» Entries:

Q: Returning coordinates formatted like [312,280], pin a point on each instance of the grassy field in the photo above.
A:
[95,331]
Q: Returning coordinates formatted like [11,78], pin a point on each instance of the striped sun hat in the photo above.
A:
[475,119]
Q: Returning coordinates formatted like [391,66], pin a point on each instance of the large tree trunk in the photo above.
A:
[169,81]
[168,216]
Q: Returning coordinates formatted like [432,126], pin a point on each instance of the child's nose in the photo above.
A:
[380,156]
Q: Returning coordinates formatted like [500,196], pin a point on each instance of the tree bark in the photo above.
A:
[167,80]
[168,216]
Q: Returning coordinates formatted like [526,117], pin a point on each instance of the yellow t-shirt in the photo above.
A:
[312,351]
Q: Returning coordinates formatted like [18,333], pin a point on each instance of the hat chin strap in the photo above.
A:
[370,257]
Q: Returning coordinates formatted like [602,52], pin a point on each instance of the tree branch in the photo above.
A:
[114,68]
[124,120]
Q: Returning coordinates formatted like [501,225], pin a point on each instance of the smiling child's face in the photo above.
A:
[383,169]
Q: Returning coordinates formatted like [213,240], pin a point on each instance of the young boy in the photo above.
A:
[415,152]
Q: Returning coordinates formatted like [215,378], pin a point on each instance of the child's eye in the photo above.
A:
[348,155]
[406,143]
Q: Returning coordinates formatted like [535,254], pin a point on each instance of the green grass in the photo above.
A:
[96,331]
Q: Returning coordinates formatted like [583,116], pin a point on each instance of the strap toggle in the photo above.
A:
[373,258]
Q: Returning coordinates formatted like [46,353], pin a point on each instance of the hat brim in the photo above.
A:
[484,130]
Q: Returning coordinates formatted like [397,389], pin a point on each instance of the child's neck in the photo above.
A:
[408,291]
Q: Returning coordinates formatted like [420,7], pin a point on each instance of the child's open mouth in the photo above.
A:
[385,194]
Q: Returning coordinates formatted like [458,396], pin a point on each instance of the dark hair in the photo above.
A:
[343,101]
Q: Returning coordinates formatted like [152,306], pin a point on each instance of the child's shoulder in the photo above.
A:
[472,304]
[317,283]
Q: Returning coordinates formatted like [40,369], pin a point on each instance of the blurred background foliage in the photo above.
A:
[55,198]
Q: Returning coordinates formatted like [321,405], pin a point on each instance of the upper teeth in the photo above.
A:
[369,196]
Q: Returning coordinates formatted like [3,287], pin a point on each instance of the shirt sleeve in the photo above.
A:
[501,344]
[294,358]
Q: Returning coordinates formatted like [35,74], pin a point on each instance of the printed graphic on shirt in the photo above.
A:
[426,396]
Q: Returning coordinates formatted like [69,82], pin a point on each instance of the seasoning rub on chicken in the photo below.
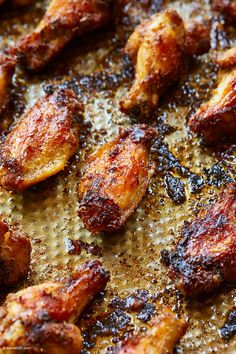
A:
[63,20]
[164,332]
[15,255]
[158,48]
[227,7]
[116,179]
[41,142]
[40,318]
[216,119]
[206,254]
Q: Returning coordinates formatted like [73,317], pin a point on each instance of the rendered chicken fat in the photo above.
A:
[40,318]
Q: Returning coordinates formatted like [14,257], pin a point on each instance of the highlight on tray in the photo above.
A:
[115,179]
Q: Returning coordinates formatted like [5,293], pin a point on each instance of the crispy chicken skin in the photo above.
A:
[165,331]
[40,318]
[15,255]
[63,20]
[158,48]
[41,142]
[227,7]
[216,118]
[7,69]
[206,254]
[116,179]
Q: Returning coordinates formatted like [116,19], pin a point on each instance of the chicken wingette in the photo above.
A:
[116,179]
[7,69]
[63,20]
[227,7]
[42,141]
[15,255]
[40,318]
[165,331]
[158,48]
[206,254]
[216,119]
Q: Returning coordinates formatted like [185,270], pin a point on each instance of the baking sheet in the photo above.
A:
[95,67]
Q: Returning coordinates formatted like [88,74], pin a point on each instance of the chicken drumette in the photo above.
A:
[164,332]
[40,318]
[41,142]
[158,48]
[216,118]
[15,254]
[116,179]
[227,7]
[206,254]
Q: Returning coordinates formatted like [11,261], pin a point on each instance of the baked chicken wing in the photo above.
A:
[15,255]
[228,7]
[116,179]
[158,48]
[41,142]
[165,331]
[216,118]
[206,254]
[40,318]
[7,69]
[63,20]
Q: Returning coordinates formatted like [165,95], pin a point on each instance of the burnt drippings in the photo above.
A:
[75,247]
[229,328]
[166,163]
[107,324]
[139,302]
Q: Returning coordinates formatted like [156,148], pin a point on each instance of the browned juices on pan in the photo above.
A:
[216,119]
[15,255]
[206,254]
[41,142]
[227,7]
[165,331]
[158,48]
[7,68]
[63,20]
[116,179]
[41,317]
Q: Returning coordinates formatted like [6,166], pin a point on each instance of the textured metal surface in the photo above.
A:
[48,212]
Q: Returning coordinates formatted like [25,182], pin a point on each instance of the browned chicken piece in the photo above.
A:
[42,141]
[228,7]
[7,69]
[40,318]
[63,20]
[206,254]
[164,332]
[216,118]
[158,48]
[15,255]
[116,179]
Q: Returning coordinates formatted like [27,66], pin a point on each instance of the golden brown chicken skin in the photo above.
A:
[40,318]
[15,255]
[206,254]
[116,179]
[164,332]
[216,119]
[42,141]
[63,20]
[7,69]
[227,7]
[158,48]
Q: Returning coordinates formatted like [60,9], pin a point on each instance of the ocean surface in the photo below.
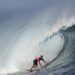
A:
[64,62]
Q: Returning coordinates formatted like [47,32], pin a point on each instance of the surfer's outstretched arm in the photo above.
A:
[43,60]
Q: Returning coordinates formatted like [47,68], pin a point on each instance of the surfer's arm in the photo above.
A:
[43,60]
[39,63]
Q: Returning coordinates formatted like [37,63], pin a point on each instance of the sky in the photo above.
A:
[24,23]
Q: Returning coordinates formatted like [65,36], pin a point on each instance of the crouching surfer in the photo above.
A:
[36,61]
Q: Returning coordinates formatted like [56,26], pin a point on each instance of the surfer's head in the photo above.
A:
[41,56]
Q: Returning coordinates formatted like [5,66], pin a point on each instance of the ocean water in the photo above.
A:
[64,62]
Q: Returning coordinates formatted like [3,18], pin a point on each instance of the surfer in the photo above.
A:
[36,61]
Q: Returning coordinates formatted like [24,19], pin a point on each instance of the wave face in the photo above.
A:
[64,63]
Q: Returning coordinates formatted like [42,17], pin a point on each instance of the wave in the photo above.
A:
[63,63]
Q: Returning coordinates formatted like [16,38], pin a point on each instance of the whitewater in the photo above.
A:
[30,28]
[63,63]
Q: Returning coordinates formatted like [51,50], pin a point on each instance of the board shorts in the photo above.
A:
[35,62]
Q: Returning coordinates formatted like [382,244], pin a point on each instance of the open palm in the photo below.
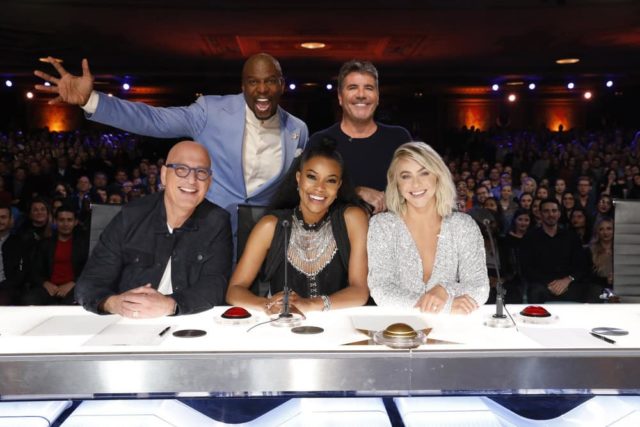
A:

» Instructions to follow:
Copy the rows above again, starting with the line containing "Q: Returning coordinates formatted like [47,68], pin" and continuing through the last row, and add 107 to each number in the answer coordinates while leaving the requests and their format samples unchanged. Omit the pictures.

» Final answer:
Q: Returning coordinates formatted like [47,68], pin a point on each instance of the surfer's arm in the photo above.
A:
[150,167]
[146,170]
Q: Returning coordinates formatted like [37,63], pin a point on each instance of the sky in the photo above.
A:
[131,130]
Q: Returning coordinates formatted like [65,36], pin a point on each instance of the crouching surfer in the photo above.
A:
[143,168]
Q: Returning coordinates formatted like [56,26], pin a point on each instance of the surfer's head in the photo above.
A:
[148,163]
Q: Returning coordinates formatted like [5,66], pin a point on each instance of the ocean water in the photo above.
A:
[171,169]
Q: Returning coordinates formatted like [3,18], pin a point on each instance of the surfer in the photo above.
A:
[143,168]
Q: Returning coordinates formatted like [24,19], pin a point on each instance of the wave face in the photo above.
A:
[171,170]
Q: Returning coordinates formatted like [42,17], pin a point on each instance of the wave in the photo above.
A:
[170,170]
Q: Returning coordinates formatted like [16,38], pin a point on each instance of the whitewater in the photo above.
A:
[137,135]
[170,170]
Q: Returning coordinates formatted like [51,50], pin a point on each instance of the board shorts in the photo above.
A:
[142,169]
Q: Returning coordinates formatted like [382,244], pin a point on each instance of the open palm in the photo below.
A:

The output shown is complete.